• _Exercise_
Return the lines below word for word, from the very first one through the one containing "x=137, y=18", including both, and leave out the picture.

• _Entries supplied_
>>>>

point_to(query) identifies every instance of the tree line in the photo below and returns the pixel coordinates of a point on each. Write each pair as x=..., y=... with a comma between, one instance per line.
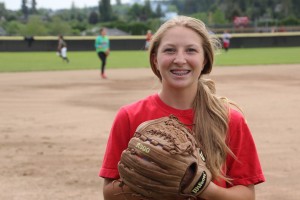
x=137, y=18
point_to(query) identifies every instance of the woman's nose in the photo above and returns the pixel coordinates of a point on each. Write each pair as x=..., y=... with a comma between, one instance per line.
x=180, y=58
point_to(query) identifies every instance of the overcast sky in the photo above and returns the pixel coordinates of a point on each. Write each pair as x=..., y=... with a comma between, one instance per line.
x=54, y=4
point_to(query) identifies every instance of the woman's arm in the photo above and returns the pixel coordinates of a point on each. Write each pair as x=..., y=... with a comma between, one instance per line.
x=239, y=192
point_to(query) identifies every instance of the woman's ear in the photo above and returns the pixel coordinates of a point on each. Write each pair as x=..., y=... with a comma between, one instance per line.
x=154, y=60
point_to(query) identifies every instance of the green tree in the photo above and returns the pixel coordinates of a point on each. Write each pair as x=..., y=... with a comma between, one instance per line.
x=34, y=26
x=105, y=10
x=57, y=26
x=24, y=9
x=2, y=11
x=33, y=6
x=93, y=18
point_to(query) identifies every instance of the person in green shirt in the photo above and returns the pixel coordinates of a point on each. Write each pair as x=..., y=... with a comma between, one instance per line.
x=102, y=48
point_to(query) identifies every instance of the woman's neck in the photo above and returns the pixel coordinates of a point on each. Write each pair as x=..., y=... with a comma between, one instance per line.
x=176, y=98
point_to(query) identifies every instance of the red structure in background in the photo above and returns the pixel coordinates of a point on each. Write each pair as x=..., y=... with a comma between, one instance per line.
x=240, y=21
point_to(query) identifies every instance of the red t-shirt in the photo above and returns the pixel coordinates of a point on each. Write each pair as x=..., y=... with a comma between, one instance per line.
x=245, y=170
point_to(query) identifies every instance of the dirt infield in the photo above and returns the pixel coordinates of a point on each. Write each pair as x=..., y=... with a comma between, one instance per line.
x=54, y=127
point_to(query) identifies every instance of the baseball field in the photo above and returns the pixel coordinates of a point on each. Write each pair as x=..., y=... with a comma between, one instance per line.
x=54, y=122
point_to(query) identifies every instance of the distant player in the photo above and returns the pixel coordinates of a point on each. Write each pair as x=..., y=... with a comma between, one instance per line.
x=62, y=48
x=226, y=40
x=148, y=39
x=102, y=48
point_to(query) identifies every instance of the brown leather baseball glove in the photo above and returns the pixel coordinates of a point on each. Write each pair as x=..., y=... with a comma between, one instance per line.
x=162, y=161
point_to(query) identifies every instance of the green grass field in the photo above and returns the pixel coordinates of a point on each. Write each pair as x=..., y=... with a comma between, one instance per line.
x=46, y=61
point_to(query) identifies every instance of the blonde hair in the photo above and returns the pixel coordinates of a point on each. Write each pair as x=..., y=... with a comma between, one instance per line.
x=211, y=112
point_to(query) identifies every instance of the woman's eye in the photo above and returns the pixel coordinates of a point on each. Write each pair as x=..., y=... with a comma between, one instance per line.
x=169, y=50
x=190, y=50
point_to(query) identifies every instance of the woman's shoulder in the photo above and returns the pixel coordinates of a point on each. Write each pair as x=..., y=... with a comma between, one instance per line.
x=236, y=117
x=141, y=103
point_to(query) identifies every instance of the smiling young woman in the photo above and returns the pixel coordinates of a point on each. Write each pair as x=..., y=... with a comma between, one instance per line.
x=181, y=52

<<<<

• _Worked solution_
point_to(query) identifies every instance of the tree line in the photo below and returns the pixel coordinates of a point on each. Write each pair as x=..., y=... with a comma between, one instance per line.
x=137, y=18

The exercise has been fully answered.